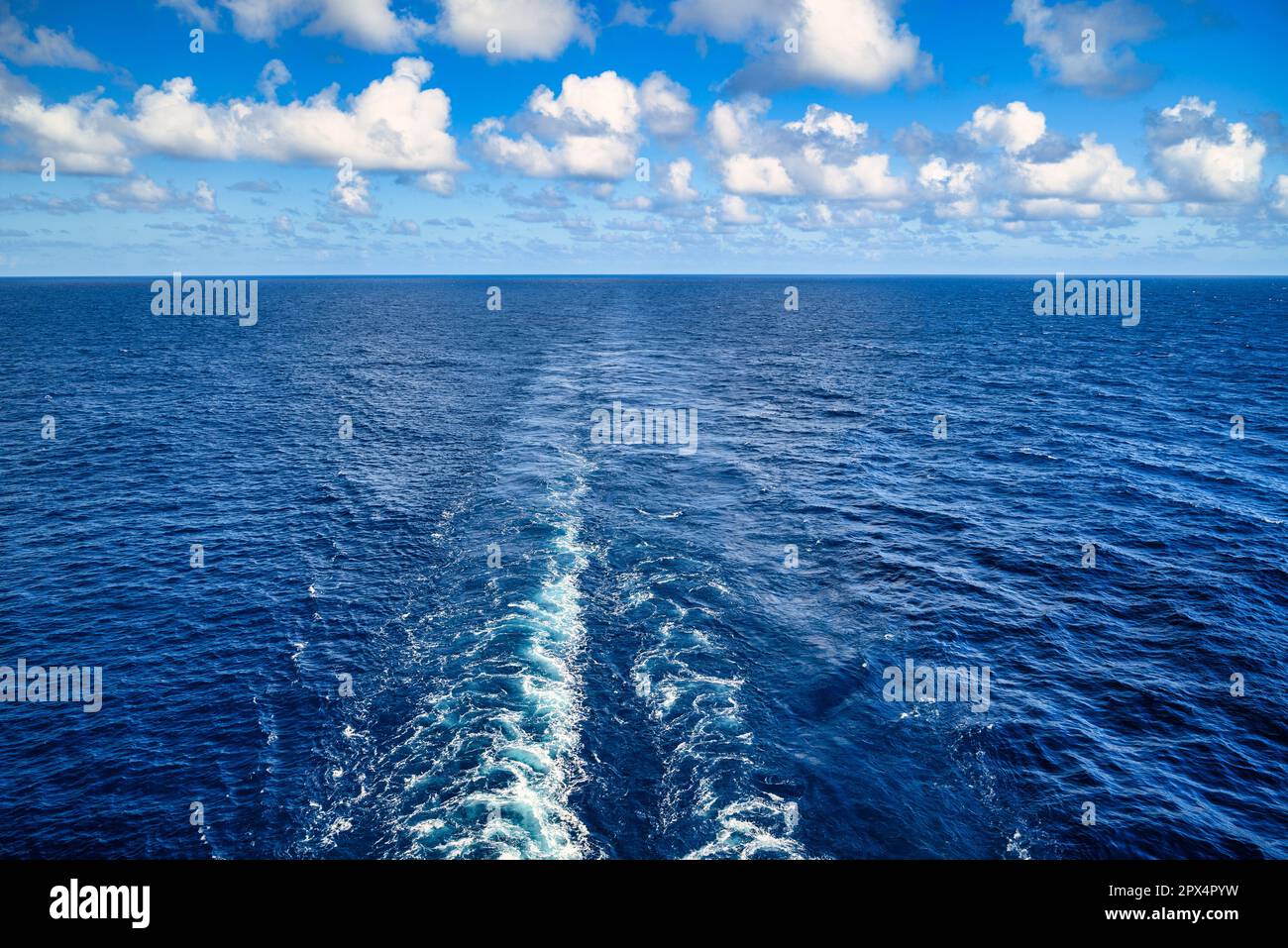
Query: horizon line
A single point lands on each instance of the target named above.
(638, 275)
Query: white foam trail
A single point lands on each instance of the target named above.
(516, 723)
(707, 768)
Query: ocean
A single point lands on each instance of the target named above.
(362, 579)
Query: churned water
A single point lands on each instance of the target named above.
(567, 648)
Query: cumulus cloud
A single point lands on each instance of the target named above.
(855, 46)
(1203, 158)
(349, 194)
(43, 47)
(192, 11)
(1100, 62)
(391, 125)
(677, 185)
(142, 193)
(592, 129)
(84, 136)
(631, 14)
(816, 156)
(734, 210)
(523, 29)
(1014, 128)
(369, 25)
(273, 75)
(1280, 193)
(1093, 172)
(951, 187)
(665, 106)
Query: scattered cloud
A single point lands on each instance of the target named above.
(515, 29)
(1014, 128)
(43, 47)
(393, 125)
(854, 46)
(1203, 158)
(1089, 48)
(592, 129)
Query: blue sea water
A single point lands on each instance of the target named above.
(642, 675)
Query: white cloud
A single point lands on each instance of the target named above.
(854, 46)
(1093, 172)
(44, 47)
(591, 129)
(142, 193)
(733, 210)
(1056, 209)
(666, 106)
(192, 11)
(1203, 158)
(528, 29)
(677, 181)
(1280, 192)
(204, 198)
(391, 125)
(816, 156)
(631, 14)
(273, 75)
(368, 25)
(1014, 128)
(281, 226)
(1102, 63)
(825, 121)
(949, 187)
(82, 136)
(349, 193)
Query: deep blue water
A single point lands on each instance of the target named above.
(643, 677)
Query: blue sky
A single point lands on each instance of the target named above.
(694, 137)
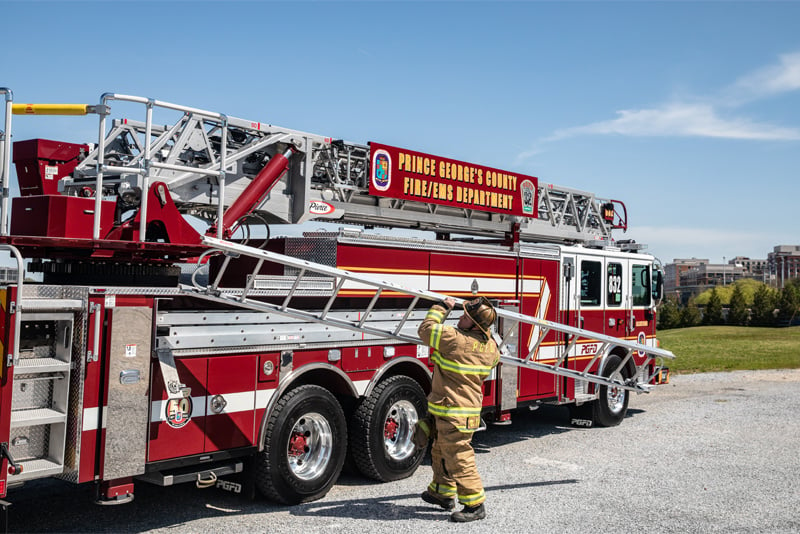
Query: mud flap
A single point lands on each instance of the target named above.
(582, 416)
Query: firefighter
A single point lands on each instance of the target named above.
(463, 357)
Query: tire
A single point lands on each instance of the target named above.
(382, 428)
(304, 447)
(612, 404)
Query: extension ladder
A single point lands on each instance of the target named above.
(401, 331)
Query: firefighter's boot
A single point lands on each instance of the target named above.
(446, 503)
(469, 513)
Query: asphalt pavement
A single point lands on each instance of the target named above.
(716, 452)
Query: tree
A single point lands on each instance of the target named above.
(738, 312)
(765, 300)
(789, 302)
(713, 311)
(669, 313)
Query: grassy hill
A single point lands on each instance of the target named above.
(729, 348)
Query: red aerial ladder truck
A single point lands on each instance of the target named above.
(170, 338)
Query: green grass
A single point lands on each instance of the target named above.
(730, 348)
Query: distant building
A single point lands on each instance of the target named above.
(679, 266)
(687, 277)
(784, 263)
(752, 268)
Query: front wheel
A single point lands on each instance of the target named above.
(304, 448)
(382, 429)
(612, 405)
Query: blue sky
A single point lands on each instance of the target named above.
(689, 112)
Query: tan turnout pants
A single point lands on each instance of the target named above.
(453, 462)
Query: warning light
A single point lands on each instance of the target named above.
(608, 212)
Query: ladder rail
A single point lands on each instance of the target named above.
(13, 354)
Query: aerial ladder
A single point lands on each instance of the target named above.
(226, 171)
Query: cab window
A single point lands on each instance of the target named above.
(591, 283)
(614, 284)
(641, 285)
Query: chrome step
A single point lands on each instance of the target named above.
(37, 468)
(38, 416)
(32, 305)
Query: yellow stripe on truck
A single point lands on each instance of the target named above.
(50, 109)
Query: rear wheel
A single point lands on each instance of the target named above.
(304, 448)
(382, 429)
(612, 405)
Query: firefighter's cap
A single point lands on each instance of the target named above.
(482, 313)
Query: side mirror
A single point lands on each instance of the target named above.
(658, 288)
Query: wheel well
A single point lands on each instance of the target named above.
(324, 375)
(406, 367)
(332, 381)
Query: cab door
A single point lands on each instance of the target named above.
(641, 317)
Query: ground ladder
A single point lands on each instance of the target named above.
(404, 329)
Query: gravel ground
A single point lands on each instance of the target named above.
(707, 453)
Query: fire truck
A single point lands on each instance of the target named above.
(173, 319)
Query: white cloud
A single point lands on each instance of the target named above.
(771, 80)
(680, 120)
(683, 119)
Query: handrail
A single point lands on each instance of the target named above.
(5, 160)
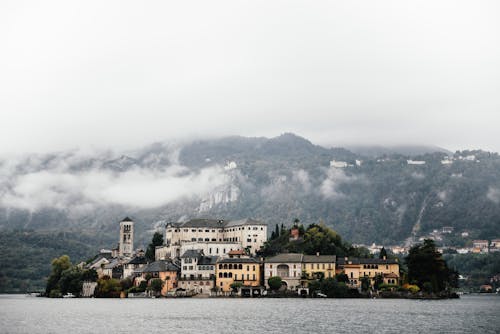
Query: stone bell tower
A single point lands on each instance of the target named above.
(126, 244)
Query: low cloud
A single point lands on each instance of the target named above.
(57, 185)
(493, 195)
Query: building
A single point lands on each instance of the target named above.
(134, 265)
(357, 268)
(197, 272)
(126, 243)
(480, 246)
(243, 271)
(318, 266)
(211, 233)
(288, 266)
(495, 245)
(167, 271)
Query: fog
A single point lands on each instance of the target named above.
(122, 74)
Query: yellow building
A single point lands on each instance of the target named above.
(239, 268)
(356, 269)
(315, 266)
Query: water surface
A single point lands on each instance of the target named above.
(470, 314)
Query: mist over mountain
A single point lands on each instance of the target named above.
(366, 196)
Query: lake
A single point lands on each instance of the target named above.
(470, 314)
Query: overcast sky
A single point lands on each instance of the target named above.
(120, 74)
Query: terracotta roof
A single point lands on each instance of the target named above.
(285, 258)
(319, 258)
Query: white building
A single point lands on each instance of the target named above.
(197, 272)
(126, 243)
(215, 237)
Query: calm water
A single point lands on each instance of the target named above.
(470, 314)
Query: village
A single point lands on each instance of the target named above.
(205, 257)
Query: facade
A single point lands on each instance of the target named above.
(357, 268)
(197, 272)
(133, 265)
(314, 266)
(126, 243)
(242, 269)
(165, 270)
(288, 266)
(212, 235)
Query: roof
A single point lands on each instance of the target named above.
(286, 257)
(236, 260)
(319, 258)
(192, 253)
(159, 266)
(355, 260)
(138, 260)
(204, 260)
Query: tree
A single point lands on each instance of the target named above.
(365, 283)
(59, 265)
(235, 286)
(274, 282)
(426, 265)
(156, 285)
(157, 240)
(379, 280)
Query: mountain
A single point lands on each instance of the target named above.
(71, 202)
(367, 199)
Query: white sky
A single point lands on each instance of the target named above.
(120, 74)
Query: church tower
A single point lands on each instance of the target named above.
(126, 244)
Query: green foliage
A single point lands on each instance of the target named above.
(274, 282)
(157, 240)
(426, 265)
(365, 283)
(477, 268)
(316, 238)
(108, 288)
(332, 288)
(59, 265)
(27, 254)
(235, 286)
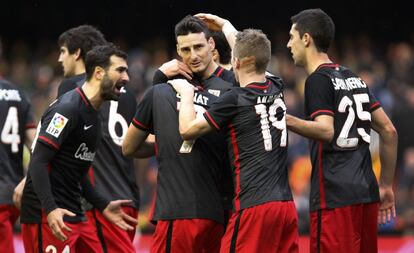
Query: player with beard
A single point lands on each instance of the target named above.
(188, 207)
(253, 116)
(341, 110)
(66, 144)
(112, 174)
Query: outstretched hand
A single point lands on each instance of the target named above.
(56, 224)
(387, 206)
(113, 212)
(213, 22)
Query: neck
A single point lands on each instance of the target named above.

******

[Task directions]: Throughout the records above, find the lines in which the word "cloud" appears and return them.

[Response below]:
Query: cumulus cloud
Query: scattered cloud
Query: white cloud
Query: white cloud
Query: low cloud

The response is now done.